They only sleep in on days they can’t. So as I put on a robe, made some tea, and plopped myself onto the chair to bask in the extra 15 (maybe 30 if there’s a miracle?) minutes, I heard the door open and close and knew it was Annie. She wanted to immediately play a game with me, so I somehow convinced her to do all the work, which included performing various ballet moves, while I continued to sit in the chair. This was enough for her, thankfully. Ryan said the other day that when you hear the phrase “they’re full of life”, you don’t really see many people embody that…until you meet Annie. The tricky part we’re trying to figure out now is how to make her obey without breaking her spirit.
Gertie’s dear Sherrie worked her last day at our clinic yesterday. She was one of her first physical therapists and saw the ups and downs with both of us. I had a couple crying spells in front of this poor woman, who not once batted an eye. Ryan picked Gertie up one day and she and him were talking about a maneuver or a piece of equipment or something and he said, I’m glad you’re thinking a few steps ahead for her and she replied, “oh I’m always thinking about Gertie.” Almost three years with that mindset on Gertie can only have been a blessing.
And then part of Ruth’s homework, what she’d like to know about Abe Lincoln. Death and Fashion, you go girl.

● ● ● ● ●

> _TASKS_:
1. Answer these questions using the blog post above:
(a) What did Annie perform while the writer stayed in the chair?
(b) What was Sherrie's role for Gertie at the clinic?
(c) Which two topics does Ruth want to learn about regarding Abe Lincoln?
2. What is the exact text of the blog post above, starting with "They only sleep" and going on through "breaking her spirit."?

> _DATA SHOWN_:
● ● ● ● ●

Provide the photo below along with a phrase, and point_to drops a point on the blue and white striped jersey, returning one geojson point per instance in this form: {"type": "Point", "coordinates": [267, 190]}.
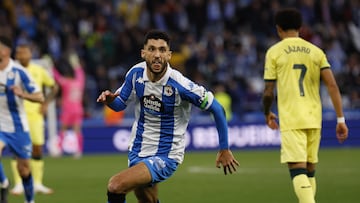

● ● ● ● ●

> _TASK-BY-TASK SOLUTIONS_:
1.
(a) Various ballet moves.
(b) She was one of Gertie's first physical therapists.
(c) Death and Fashion.

2.
They only sleep in on days they can’t. So as I put on a robe, made some tea, and plopped myself onto the chair to bask in the extra 15 (maybe 30 if there’s a miracle?) minutes, I heard the door open and close and knew it was Annie. She wanted to immediately play a game with me, so I somehow convinced her to do all the work, which included performing various ballet moves, while I continued to sit in the chair. This was enough for her, thankfully. Ryan said the other day that when you hear the phrase “they’re full of life”, you don’t really see many people embody that…until you meet Annie. The tricky part we’re trying to figure out now is how to make her obey without breaking her spirit.